The found sets ${\mathcal{E}}_k$ can then be used to establish a state as defined later on in Equation (15).

2.2. Empirical Remaining-Useful-Lifetime Estimation

As we are concerned with the time between detecting a failure and the failure itself, we let the RUL be defined to be positive bound, i.e., $\mathrm{RUL}\in [0,\infty )$. Following the lead of probabilistic estimations of the remaining-useful-lifetime in literature, this section provides the missing detailed account for the underlying framework used in Herp et al. [9] for wind turbine bearing failure.

In this study, $\eta (t)$ is referred to as the hazard function and $H(t)$ is referred as to the cumulative hazard function. Following textbooks on survival analysis [26], $H(t)$ leads to a cumulative distribution function for a positive random variable RUL:

$$\begin{array}{cc}\hfill \mathbb{P}(\mathrm{RUL}\le t)& =1-\exp \left(-{\int }_0^t\eta (w)dw\right)=1-e^{-H(t)},\hfill \end{array}$$

(2)

and a probability density function:

$$\begin{array}{cc}\hfill \mathbb{P}(t)& =\frac{\partial }{\partial t}\mathbb{P}(\mathrm{RUL}\le t)=\frac{\partial }{\partial t}\left(1-e^{-H(t)}\right)=e^{-H(t)}\eta (t).\hfill \end{array}$$

(3)

As a consequence, for each cumulative distribution function, $\mathbb{P}(\mathrm{RUL}\le t)$, there exists $H(t)$ such that $H(t)=-\log (1-\mathbb{P}(\mathrm{RUL}\le t))$. In terms of remaining-useful-lifetime, large values of the hazard function indicate a higher chance of an failure to occur up to the current time, i.e., higher failure rate in terms of fault prediction. For the remainder of the study, the focus will be on the right tail of the distribution under consideration, which will define the RUL distribution [26]:

$$\begin{array}{c}\hfill L(t)=1-\mathbb{P}(\mathrm{RUL}\le t)=e^{-H(t)}.\end{array}$$

(4)

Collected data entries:
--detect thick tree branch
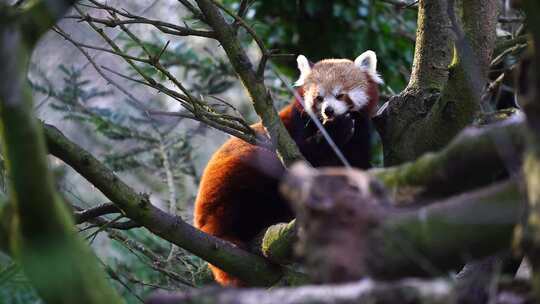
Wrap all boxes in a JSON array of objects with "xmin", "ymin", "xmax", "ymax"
[
  {"xmin": 253, "ymin": 116, "xmax": 526, "ymax": 270},
  {"xmin": 283, "ymin": 166, "xmax": 526, "ymax": 282},
  {"xmin": 408, "ymin": 0, "xmax": 453, "ymax": 90},
  {"xmin": 516, "ymin": 0, "xmax": 540, "ymax": 301},
  {"xmin": 19, "ymin": 0, "xmax": 75, "ymax": 48},
  {"xmin": 0, "ymin": 1, "xmax": 121, "ymax": 303},
  {"xmin": 73, "ymin": 203, "xmax": 122, "ymax": 224},
  {"xmin": 377, "ymin": 0, "xmax": 498, "ymax": 165}
]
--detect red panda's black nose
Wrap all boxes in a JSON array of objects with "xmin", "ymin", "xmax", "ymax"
[{"xmin": 324, "ymin": 107, "xmax": 334, "ymax": 116}]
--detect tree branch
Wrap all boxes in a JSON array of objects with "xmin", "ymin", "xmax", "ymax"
[
  {"xmin": 407, "ymin": 0, "xmax": 453, "ymax": 90},
  {"xmin": 45, "ymin": 125, "xmax": 283, "ymax": 286},
  {"xmin": 0, "ymin": 1, "xmax": 121, "ymax": 303},
  {"xmin": 282, "ymin": 166, "xmax": 526, "ymax": 282},
  {"xmin": 369, "ymin": 116, "xmax": 526, "ymax": 205}
]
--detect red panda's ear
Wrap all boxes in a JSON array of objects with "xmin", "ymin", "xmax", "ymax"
[
  {"xmin": 294, "ymin": 55, "xmax": 311, "ymax": 87},
  {"xmin": 354, "ymin": 51, "xmax": 383, "ymax": 83}
]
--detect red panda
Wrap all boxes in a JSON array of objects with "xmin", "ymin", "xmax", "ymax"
[{"xmin": 194, "ymin": 51, "xmax": 382, "ymax": 286}]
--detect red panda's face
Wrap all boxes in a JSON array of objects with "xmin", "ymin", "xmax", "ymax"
[{"xmin": 295, "ymin": 51, "xmax": 382, "ymax": 122}]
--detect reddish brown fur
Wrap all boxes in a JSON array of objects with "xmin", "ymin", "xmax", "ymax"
[{"xmin": 194, "ymin": 76, "xmax": 378, "ymax": 286}]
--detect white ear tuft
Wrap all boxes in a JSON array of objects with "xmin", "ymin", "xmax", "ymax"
[
  {"xmin": 354, "ymin": 51, "xmax": 377, "ymax": 73},
  {"xmin": 354, "ymin": 51, "xmax": 384, "ymax": 84},
  {"xmin": 294, "ymin": 55, "xmax": 311, "ymax": 87}
]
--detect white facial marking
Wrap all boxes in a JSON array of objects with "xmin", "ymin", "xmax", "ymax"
[
  {"xmin": 349, "ymin": 88, "xmax": 368, "ymax": 110},
  {"xmin": 294, "ymin": 55, "xmax": 311, "ymax": 87}
]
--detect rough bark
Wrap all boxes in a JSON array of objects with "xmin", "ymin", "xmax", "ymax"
[
  {"xmin": 45, "ymin": 112, "xmax": 524, "ymax": 285},
  {"xmin": 374, "ymin": 115, "xmax": 526, "ymax": 205},
  {"xmin": 0, "ymin": 1, "xmax": 122, "ymax": 303},
  {"xmin": 196, "ymin": 0, "xmax": 303, "ymax": 167},
  {"xmin": 146, "ymin": 279, "xmax": 455, "ymax": 304}
]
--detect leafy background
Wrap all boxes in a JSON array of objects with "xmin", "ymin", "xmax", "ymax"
[{"xmin": 0, "ymin": 0, "xmax": 416, "ymax": 303}]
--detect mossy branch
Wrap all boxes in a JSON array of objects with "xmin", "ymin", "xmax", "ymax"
[
  {"xmin": 377, "ymin": 0, "xmax": 498, "ymax": 165},
  {"xmin": 45, "ymin": 125, "xmax": 283, "ymax": 286},
  {"xmin": 146, "ymin": 279, "xmax": 455, "ymax": 304},
  {"xmin": 282, "ymin": 166, "xmax": 526, "ymax": 282}
]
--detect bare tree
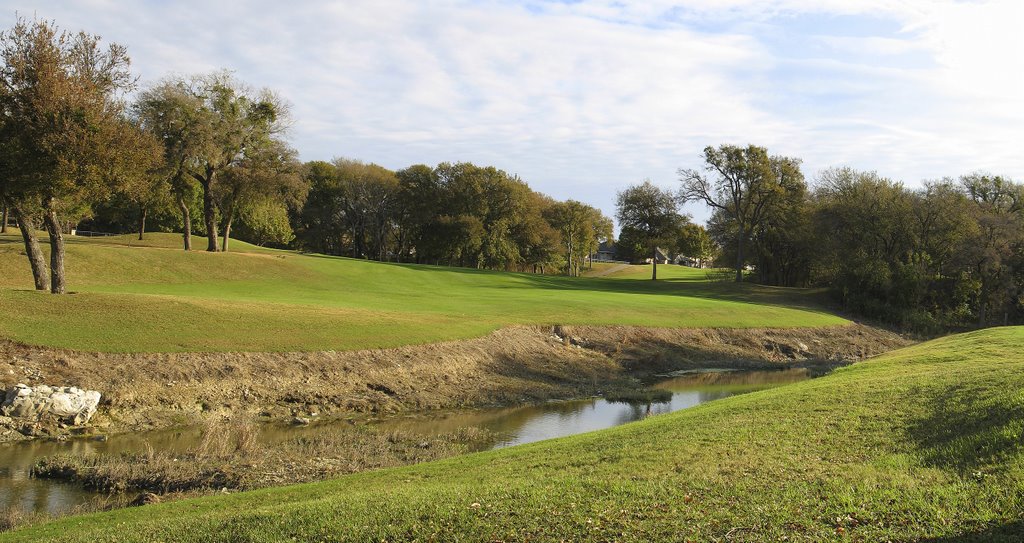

(TASK INSTRUCTIONS)
• a. Extract the passage on remaining-useful-lifetime estimation word for word, starting at "As we are concerned" and ending at "turbine bearing failure.".
• b. Extend the passage on remaining-useful-lifetime estimation by writing what comes next after its final equation.

(RESPONSES BY TASK)
• a.
As we are concerned with the time between detecting a failure and the failure itself, we let the RUL be defined to be positive bound, i.e., $\mathrm{RUL}\in [0,\infty )$. Following the lead of probabilistic estimations of the remaining-useful-lifetime in literature, this section provides the missing detailed account for the underlying framework used in Herp et al. [9] for wind turbine bearing failure.

• b.
As the time it takes to observe the remaining-useful-lifetime is the remaining lifetime of the wind turbine itself, the true remaining-useful-lifetime, $\widehat{\mathrm{RUL}}$, cannot be observed until it is too late. This premise is known as censored observations in survival analysis [26]. Let RUL be some positive random variable indicating the remaining-useful-lifetime. An observation of RUL is said to be censored whenever it has been observed point wise. In this framework one might distinguish between true $\widehat{\mathrm{RUL}}$ and observed RUL. The true $\widehat{\mathrm{RUL}}$ is always contained in the observation. When $\widehat{\mathrm{RUL}}$ equals the observed value, the process is referred to as non-censored. More specifically we distinguish between (i): right censored data $\Delta =1$, such that RUL is know to be above a threshold t (i.e., $\mathrm{RUL}\in (t,\infty )$), and (ii) non-censored $\Delta =0$, when $\widehat{\mathrm{RUL}}$ equals the observed value (i.e., $\mathrm{RUL}=t$). Censoring the remaining-useful-lifetime of wind turbine prohibits simply using the mean value of the already failed wind turbines, as this will lead to underestimating the RUL.

A full mathematical proof of the following description can be found in Patti et al. [27]. In Figure 2 the censoring idea is illustrated: the parametrized probability density function tightens when the failure is observed or is pushed beyond the current observed point, if the failure is censored.

Under the assumption of non-informative censoring [26], the likelihood reads:

$$\begin{array}{cc}\hfill \mathcal{L}& =\mathbb{P}{(t)}^{\Delta }\mathbb{P}{(\mathrm{RUL}>t)}^{1-\Delta }\hfill \end{array}$$

(5)

$$\begin{array}{cc}\hfill & =\mathbb{P}{(t)}^{\Delta }L{(t)}^{1-\Delta }\hfill \end{array}$$

(6)

$$\begin{array}{cc}\hfill & =e^{-\Delta H(t)}\eta {(t)}^{\Delta }{e}^{-(1-\Delta )H(t)}\hfill \end{array}$$

(7)

$$\begin{array}{cc}\hfill & =\eta {(t)}^{\Delta }{e}^{-H(t)}.\hfill \end{array}$$

(8)

Thus, the log-likelihood can be written as:

$$\begin{array}{c}\hfill \log \mathcal{L}=\Delta \log \eta (t)-H(t).\end{array}$$

(9)

For non-censored and censored failures, the log-likelihood will always have a negative contribution with increasing t, penalizing as time progresses. Following Herp et al. [9] we consider a Weibull distribution, for its tractable properties, intuitive parametrization and use in other related studies [19,20,21,22]:

$$\begin{array}{cc}\hfill \mathbb{P}(t)& =\frac{\alpha }{\beta }{\left(\frac{t}{\beta }\right)}^{\alpha -1}{e}^{-{\left(\frac{t}{\beta }\right)}^{\alpha }}\hfill \end{array}$$

(10)

$$\begin{array}{cc}\hfill \mathbb{P}(\mathrm{RUL}\le t)& =1-e^{{\left(\frac{t}{\beta }\right)}^{\alpha }}.\hfill \end{array}$$

(11)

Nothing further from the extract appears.